• ACTIVITY:
Which of the lines below hold the word "image"? Pull each of them out.
%%
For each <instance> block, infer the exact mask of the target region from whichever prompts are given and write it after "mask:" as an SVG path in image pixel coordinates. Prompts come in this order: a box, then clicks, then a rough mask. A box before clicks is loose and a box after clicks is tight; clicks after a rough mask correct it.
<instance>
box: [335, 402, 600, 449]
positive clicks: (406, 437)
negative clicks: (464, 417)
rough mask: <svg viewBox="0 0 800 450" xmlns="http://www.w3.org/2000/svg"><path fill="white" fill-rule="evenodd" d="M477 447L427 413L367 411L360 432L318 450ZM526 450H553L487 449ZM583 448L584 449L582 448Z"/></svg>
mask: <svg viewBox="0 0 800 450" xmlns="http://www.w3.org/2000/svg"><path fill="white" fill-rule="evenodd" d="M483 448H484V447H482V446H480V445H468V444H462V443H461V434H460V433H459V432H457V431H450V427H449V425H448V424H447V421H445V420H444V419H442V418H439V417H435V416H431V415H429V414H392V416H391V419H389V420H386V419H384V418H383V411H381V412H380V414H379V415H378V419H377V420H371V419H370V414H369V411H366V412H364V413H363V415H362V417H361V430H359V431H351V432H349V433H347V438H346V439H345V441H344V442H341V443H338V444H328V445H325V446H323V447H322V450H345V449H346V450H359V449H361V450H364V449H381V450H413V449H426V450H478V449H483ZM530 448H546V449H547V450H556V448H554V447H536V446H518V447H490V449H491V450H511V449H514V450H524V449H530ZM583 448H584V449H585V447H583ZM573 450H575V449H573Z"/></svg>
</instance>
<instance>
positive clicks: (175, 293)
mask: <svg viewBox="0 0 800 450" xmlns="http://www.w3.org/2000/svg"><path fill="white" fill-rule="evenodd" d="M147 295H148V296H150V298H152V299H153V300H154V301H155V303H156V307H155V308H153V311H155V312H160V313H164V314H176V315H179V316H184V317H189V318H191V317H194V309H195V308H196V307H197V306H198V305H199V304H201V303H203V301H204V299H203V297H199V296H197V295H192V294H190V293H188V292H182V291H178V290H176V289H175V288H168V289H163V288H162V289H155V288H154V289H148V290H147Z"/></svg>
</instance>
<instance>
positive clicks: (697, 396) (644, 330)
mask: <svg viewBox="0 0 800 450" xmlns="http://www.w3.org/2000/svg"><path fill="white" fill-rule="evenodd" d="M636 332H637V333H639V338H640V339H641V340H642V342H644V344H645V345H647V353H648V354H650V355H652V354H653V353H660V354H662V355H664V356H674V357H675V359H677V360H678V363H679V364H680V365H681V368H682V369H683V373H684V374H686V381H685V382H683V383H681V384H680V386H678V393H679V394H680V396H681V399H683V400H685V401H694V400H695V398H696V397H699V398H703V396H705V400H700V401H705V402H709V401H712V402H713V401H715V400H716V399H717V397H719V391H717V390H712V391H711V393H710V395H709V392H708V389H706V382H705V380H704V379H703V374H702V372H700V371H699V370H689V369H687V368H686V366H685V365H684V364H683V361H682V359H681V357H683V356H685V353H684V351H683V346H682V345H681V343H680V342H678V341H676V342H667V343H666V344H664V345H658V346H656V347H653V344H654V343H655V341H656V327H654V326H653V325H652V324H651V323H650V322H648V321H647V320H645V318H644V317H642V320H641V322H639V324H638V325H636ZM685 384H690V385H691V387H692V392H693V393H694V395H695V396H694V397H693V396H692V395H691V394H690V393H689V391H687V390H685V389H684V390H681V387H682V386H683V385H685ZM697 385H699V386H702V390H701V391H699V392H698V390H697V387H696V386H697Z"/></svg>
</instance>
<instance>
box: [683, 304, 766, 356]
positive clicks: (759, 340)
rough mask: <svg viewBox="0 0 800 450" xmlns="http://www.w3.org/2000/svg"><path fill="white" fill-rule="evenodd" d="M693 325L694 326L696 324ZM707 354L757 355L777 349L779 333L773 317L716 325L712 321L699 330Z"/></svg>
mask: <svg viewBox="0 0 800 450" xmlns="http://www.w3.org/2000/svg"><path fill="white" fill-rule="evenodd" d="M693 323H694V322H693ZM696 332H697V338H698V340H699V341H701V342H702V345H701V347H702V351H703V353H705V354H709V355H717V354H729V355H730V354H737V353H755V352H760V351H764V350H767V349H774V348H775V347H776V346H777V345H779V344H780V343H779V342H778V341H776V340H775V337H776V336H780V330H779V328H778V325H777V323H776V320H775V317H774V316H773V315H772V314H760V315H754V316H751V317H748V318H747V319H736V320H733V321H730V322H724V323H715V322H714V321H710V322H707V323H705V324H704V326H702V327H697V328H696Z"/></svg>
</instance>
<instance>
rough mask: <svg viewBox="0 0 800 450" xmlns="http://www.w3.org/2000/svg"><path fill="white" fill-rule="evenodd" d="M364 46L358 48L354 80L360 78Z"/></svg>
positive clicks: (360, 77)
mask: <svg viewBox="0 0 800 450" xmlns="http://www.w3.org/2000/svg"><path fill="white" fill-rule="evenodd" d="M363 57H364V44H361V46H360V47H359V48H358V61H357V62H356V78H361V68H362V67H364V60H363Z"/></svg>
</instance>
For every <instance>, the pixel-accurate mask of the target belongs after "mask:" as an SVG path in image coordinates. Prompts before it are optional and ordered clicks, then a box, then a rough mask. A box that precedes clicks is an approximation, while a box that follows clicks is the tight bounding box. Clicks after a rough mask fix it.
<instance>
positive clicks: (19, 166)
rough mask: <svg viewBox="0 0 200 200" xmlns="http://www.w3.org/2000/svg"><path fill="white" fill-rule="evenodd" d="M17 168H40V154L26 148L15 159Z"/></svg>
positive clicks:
%%
%%
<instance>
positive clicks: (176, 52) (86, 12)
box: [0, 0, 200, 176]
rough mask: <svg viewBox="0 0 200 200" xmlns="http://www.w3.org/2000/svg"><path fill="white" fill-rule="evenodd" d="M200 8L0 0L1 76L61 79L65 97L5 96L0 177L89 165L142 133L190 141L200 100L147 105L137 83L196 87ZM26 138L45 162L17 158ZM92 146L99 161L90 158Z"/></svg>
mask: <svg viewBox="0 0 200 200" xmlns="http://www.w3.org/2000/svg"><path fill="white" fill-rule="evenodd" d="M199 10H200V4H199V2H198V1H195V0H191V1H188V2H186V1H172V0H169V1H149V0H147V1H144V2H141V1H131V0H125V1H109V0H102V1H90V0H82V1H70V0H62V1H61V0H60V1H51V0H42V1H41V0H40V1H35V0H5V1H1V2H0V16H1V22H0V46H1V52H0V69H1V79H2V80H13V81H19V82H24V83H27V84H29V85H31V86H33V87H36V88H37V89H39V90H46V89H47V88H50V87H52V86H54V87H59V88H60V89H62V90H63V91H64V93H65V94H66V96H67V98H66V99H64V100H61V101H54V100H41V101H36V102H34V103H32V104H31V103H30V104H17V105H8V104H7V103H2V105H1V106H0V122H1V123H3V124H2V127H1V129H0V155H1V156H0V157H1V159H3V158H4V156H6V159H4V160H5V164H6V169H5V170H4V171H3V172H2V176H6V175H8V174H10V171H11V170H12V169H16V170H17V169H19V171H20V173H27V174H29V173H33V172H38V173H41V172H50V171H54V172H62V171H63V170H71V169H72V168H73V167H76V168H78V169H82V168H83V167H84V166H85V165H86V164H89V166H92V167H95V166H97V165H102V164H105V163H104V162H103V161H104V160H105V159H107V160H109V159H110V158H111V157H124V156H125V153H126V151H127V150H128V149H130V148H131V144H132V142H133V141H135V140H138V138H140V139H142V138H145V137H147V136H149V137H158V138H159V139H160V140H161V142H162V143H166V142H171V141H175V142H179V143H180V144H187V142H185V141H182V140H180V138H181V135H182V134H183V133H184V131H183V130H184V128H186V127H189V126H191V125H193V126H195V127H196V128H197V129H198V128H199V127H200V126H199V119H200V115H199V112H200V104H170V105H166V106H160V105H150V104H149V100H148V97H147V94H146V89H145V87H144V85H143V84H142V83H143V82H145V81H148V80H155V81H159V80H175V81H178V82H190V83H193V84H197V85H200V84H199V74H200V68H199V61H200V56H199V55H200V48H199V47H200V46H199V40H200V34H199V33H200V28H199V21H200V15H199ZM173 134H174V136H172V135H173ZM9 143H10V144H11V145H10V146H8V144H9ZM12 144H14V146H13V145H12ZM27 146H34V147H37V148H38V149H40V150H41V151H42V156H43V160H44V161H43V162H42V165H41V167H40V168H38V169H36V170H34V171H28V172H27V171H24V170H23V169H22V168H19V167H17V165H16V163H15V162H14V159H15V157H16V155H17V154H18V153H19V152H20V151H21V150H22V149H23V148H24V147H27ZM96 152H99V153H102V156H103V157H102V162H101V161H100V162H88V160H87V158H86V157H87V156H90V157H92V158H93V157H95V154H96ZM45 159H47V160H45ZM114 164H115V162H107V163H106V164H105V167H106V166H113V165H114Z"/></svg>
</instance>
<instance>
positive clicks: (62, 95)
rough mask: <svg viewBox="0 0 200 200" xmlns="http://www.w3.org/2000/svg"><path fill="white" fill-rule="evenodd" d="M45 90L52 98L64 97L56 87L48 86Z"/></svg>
%%
• RESULT:
For each <instance> block, infer the exact mask of the target region from whichever prompts are given and write it after "mask:" as an SVG path in image pixel coordinates. Prompts come in this order: a box, then clicks, then a rough mask. A box before clicks is loose and a box after clicks is tight; clicks after a rough mask correct it.
For every <instance>, the pixel-accurate mask of the target belongs after "mask:" as an SVG path in image coordinates. Prompts before it are optional and ordered clicks, then a box, then a rough mask. A box that precedes clicks is an approximation, while a box that follows clicks is the tight bounding box. Clicks after a rough mask fix it.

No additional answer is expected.